## SOURCE MATERIAL
╔══

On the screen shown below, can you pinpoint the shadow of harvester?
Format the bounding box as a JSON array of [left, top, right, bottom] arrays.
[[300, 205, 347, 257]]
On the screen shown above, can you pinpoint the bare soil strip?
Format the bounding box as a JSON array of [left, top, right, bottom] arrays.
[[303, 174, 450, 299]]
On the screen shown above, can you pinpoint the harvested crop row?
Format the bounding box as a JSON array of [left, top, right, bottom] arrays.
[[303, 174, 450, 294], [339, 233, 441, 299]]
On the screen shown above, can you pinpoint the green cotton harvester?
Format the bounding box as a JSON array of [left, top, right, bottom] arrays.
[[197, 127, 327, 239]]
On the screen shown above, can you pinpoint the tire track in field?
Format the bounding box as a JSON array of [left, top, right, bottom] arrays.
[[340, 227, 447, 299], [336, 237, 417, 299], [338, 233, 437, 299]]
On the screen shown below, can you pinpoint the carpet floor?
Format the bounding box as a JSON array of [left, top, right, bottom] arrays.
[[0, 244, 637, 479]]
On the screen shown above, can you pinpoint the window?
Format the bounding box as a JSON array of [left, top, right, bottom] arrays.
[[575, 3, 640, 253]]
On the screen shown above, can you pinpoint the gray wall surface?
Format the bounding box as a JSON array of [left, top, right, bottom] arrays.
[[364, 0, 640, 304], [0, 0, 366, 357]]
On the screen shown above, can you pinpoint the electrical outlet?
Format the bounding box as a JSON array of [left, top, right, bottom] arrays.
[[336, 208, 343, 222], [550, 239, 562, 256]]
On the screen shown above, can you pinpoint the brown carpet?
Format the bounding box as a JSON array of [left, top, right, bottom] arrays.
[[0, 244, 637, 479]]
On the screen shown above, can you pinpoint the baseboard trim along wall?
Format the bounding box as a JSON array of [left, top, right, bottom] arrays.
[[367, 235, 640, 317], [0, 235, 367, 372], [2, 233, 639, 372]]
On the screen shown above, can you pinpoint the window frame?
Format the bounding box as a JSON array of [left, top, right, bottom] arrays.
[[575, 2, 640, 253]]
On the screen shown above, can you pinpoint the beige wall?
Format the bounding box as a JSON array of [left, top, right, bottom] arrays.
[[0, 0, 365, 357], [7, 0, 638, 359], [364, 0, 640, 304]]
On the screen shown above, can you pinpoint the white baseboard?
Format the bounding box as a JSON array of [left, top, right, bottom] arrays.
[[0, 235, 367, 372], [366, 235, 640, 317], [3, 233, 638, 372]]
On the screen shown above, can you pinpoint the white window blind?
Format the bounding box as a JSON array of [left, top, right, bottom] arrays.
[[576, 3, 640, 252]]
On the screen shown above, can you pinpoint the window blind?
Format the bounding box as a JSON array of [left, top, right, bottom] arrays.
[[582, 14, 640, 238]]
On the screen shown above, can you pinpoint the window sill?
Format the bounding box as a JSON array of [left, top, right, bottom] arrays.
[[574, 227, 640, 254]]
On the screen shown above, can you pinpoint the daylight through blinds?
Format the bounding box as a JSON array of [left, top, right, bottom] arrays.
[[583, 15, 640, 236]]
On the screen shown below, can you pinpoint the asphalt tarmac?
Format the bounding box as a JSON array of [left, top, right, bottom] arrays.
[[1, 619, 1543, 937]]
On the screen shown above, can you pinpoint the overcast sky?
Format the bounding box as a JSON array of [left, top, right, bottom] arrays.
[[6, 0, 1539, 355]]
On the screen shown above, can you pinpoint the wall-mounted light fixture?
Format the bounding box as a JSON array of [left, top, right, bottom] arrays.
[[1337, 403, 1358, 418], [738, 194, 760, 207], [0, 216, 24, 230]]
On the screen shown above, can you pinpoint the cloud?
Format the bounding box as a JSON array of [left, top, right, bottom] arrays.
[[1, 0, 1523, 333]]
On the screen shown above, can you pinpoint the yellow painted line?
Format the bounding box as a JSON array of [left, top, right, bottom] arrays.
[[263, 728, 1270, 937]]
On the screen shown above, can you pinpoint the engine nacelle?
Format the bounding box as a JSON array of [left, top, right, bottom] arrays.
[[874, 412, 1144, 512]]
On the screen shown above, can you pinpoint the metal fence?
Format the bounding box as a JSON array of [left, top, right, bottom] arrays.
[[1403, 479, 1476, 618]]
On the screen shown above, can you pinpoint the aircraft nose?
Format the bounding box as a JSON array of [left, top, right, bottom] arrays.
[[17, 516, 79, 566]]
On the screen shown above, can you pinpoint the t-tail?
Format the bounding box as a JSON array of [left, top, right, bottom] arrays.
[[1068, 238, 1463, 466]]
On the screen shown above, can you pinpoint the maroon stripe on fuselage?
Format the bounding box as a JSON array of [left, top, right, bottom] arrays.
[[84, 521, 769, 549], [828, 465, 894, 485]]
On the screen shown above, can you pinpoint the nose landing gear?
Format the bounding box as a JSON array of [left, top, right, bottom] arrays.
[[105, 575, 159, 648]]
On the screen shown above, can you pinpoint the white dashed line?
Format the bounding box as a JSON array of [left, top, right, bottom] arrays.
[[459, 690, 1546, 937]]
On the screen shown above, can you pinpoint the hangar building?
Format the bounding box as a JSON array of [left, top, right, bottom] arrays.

╚══

## TASK DESCRIPTION
In full and verbatim, repeat the records given above.

## YOUR RESPONSE
On the screen shown below, can you pinpoint the shadow of harvester?
Format the bounding box as a JSON array of [left, top, right, bottom] arrays.
[[300, 205, 347, 257]]
On the screen shown above, can you pinpoint the bare soil strip?
Format the bounding box as a JSON array of [left, top, right, bottom] arrays.
[[303, 174, 450, 299]]
On the screen shown above, can you pinpoint the harvested crop row?
Format the bounding box as a JSON array of [left, top, right, bottom] arrays.
[[303, 174, 450, 294], [339, 233, 441, 299]]
On the screen shown above, can you pinpoint the green cotton harvester?
Format the bounding box as a JSON array of [left, top, right, bottom] arrays.
[[197, 127, 327, 239]]
On the screen shown above, can you pinpoint the tire track in field?
Format the bounding box as a JSON array of [left, top, right, bottom] arrays.
[[340, 227, 447, 299], [336, 237, 417, 299], [338, 233, 437, 299]]
On the screen shown below, can you pinpoint the carpet floor?
Format the bounding box as a JSON array of [left, top, right, bottom] arrays.
[[0, 244, 637, 479]]
On the screen shown above, can you pinpoint the window?
Format the bounding box as a JSON array of [left, top, right, bottom] arrays.
[[575, 3, 640, 253]]
On the screen shown above, can you pinpoint the gray wall surface?
Format the bounding box as a JSON array of [left, top, right, bottom] arrays.
[[364, 0, 640, 304], [0, 0, 366, 357]]
On the screen shown above, can you pinpoint the electrical outlet?
Format the bounding box as a JSON array of [left, top, right, bottom] arrays.
[[336, 208, 343, 222], [550, 239, 562, 256]]
On the screen shown above, can you pinpoint the brown carpet?
Format the bounding box as a JSON array of [left, top, right, bottom] arrays.
[[0, 244, 637, 479]]
On the screen shown above, can you pinpoint the baseboard trim along wall?
Format the bounding box as a JSON array of [left, top, right, bottom] arrays.
[[367, 235, 640, 317], [0, 235, 367, 372], [2, 233, 639, 372]]
On the screen shown above, can you pinpoint the window frame?
Format the bounding box as a JSON array of [left, top, right, bottom] arrays.
[[575, 2, 640, 253]]
On the screen shown above, can you pinpoint the beige wall?
Format the bounding box as a JSON array of [left, top, right, bottom] arrays.
[[0, 0, 365, 357], [7, 0, 638, 359], [364, 0, 640, 304]]
On the screen shown above, can you pinpoint the white baseboard?
Format the bounding box as a JSON array of [left, top, right, bottom] arrays.
[[0, 235, 367, 372], [366, 235, 640, 317], [3, 233, 638, 372]]
On the screen shown above, can you pinpoint the white window blind?
Format the bounding box as a JSON array of [left, top, right, bottom] arrays.
[[576, 3, 640, 252]]
On the screen shown above, can you pinpoint the window blind?
Format the bounding box as a JSON array of [left, top, right, bottom] arrays.
[[582, 14, 640, 238]]
On the screen shown above, can you pinpoint the window sill?
Format the bounding box as a JSON array of [left, top, right, bottom] arrays.
[[574, 227, 640, 254]]
On the screen shown above, can you pinpoint the daylight through blinds?
Format the bounding box as a JSON array of [left, top, right, bottom] arrays.
[[583, 15, 640, 236]]
On the screen shown below, can you pinpoint the asphalt tarmac?
Format the bounding box as a JSON array of [left, top, right, bottom] arrays.
[[1, 619, 1543, 937]]
On the screen shown above, can you pinpoint the overcast sky?
Format the bounding box as a JSON array of [left, top, right, bottom] arrays.
[[6, 0, 1539, 355]]
On the screen shown above, can you pinpoint the wall-mounted light fixture?
Format the bounding box as a JSON array of [left, top, right, bottom] arrays.
[[1337, 403, 1358, 418], [738, 194, 760, 207], [0, 216, 24, 230]]
On the screen shown above, can you pinpoint the cloud?
Format the bounding box as a JSON array of [left, top, right, bottom] arrays.
[[1, 0, 1523, 333]]
On the screen shown above, can you pinpoint the yellow painted line?
Format the bounding box as a JSON array of [left, top, right, bottom] arrays.
[[263, 728, 1270, 937]]
On the screen shown above, can you pinpoint the engine nacelle?
Format the bounding box as a JSON array of [left, top, right, bottom] arrays.
[[874, 412, 1144, 512]]
On the screen shown above, can you pinpoint the metal fence?
Format the bounding box as a JSON array of [left, top, right, bottom] arrays.
[[1403, 479, 1476, 618]]
On the screen shown above, can you pinpoint the aircraft nose?
Format the bounding box as a JSON array of [left, top, right, bottom] arrays.
[[17, 516, 79, 566]]
On the screen shown above, can you pinpoint the t-tail?
Format the bounding box as a JSON array of [left, top, right, bottom] arrays.
[[1068, 238, 1463, 466]]
On the screen shown above, can you pinpoint the maroon stripe on fuselage?
Format the bounding box as a JSON array of [left, top, right, bottom] arrays.
[[84, 521, 769, 549], [828, 465, 894, 485]]
On the screen shown above, can you pinpoint the nose landing gear?
Format the bounding box as a JSON array of [left, top, right, bottom] arrays.
[[105, 575, 159, 648]]
On the screen shown above, can you pinpoint the white dashed line?
Format the bounding box as a JSON array of [left, top, right, bottom] arrays.
[[459, 690, 1546, 937]]
On the screen shown above, can you pinpoint the hangar building?
Format the bounding box as a JSON array of [left, top, right, bottom] arrays.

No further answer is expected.